» **GIVEN EXERCISE**
Copy the following lines without any changes.

:: EXERCISE MATERIALS

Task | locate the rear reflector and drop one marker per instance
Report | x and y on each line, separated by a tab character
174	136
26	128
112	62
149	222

::::

» **RIGHT ANSWER**
Task | locate the rear reflector and drop one marker per instance
Report | x and y on each line, separated by a tab character
174	136
26	128
112	62
149	222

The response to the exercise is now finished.